Rows from an object pointing dataset:
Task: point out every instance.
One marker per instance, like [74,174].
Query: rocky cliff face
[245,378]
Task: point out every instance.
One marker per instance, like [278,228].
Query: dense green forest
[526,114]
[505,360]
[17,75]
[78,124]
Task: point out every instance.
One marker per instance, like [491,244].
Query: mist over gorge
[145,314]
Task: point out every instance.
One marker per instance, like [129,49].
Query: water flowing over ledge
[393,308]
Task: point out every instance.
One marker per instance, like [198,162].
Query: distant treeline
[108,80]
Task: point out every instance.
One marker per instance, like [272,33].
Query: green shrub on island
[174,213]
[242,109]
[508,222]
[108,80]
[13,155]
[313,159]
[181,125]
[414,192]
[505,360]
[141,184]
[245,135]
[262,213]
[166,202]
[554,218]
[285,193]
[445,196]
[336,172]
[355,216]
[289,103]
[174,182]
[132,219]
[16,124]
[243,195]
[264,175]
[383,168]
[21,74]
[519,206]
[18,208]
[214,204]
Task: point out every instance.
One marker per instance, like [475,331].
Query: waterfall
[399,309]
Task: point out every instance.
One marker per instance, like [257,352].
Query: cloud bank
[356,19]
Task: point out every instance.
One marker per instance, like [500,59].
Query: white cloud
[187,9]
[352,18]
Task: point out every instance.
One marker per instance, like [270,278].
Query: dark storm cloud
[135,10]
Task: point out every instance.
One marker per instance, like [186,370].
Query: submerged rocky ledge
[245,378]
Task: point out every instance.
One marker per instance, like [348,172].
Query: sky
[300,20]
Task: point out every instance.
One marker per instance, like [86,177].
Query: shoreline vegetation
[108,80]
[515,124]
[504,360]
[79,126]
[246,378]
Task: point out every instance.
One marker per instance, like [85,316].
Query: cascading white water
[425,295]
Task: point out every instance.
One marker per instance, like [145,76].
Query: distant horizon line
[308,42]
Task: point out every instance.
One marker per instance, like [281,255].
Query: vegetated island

...

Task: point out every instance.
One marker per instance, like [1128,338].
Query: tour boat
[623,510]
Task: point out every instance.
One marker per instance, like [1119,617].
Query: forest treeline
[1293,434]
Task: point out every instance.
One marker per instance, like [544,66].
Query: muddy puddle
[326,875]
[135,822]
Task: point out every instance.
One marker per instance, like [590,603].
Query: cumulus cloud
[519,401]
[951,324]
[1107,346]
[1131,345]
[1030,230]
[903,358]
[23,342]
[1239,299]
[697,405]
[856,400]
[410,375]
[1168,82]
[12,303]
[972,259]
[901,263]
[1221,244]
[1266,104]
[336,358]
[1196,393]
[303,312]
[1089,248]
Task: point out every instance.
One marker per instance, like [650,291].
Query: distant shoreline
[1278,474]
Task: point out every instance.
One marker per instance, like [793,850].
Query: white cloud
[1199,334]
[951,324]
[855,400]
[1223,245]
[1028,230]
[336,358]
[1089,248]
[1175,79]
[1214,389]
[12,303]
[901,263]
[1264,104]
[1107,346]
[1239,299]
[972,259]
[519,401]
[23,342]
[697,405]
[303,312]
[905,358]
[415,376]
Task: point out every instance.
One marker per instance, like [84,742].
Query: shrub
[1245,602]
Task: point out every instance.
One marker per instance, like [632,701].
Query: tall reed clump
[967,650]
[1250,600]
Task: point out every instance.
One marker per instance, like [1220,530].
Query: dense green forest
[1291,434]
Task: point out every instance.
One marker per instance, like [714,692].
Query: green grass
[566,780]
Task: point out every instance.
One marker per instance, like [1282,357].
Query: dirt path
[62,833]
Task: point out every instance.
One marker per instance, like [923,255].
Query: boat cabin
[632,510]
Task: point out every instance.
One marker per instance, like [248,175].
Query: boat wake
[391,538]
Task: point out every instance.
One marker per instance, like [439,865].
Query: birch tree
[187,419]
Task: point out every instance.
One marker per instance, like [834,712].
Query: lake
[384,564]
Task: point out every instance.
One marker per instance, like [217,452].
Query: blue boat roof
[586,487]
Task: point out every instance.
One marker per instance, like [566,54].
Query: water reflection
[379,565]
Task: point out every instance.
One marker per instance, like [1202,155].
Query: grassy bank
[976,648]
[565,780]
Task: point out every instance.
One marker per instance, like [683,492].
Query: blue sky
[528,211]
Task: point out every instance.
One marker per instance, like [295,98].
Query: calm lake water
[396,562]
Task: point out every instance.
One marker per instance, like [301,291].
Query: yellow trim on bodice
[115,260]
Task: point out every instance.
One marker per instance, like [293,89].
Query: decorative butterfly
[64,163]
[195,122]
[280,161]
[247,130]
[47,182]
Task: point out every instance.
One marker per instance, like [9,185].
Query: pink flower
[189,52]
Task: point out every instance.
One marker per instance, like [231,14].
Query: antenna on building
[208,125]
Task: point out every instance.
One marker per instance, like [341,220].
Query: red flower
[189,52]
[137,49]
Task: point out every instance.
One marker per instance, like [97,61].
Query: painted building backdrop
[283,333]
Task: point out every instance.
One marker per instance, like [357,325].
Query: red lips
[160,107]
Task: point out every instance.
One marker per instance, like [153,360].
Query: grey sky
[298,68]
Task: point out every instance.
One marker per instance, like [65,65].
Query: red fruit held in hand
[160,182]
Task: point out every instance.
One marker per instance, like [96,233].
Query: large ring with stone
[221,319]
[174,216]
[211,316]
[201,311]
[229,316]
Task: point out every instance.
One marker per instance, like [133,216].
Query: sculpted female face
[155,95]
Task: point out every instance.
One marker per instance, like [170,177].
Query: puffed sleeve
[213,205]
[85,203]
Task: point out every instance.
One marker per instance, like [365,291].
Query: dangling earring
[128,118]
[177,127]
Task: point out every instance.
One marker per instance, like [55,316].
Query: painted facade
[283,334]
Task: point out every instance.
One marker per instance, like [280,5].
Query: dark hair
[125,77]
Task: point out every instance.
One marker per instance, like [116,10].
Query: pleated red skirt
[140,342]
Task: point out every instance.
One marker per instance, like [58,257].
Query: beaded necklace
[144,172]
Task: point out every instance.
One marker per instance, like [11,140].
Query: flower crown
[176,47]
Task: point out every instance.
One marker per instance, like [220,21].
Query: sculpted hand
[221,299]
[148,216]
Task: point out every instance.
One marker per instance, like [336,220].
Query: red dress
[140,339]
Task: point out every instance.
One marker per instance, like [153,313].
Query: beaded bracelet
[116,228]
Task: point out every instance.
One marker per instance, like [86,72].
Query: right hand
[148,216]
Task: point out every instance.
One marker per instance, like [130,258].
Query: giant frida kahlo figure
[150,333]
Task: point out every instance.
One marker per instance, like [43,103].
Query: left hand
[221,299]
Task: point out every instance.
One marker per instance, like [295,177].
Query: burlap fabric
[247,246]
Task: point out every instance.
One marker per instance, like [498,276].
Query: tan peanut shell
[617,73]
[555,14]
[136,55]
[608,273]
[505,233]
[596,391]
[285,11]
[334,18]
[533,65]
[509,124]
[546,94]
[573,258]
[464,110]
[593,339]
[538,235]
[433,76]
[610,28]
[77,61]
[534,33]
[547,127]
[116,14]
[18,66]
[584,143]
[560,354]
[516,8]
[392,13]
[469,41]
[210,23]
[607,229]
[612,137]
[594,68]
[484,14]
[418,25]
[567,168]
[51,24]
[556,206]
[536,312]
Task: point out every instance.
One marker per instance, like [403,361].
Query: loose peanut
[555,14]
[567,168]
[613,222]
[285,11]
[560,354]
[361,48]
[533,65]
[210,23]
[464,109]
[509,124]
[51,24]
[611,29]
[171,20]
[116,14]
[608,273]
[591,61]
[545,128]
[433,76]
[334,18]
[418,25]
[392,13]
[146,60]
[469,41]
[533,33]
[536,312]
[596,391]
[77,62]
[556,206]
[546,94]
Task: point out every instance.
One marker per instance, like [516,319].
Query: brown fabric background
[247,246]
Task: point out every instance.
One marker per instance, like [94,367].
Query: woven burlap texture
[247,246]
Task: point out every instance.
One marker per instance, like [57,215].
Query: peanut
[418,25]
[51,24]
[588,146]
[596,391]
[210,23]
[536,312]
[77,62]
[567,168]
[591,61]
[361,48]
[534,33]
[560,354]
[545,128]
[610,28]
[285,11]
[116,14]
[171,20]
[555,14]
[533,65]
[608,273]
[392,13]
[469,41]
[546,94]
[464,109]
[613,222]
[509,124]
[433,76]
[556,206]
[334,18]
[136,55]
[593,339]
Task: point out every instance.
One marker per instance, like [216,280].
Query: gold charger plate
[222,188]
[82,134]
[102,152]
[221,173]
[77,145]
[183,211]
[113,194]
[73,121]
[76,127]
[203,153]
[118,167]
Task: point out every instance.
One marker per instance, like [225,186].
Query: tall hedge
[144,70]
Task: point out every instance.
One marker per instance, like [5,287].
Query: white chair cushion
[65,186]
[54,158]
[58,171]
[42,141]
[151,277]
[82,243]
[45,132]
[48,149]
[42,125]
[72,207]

[Job]:
Return each line in the listing above that contains the word "over". Treat uppercase and lowercase as different.

[The reply]:
Query: mist over gorge
Query: water flowing over ledge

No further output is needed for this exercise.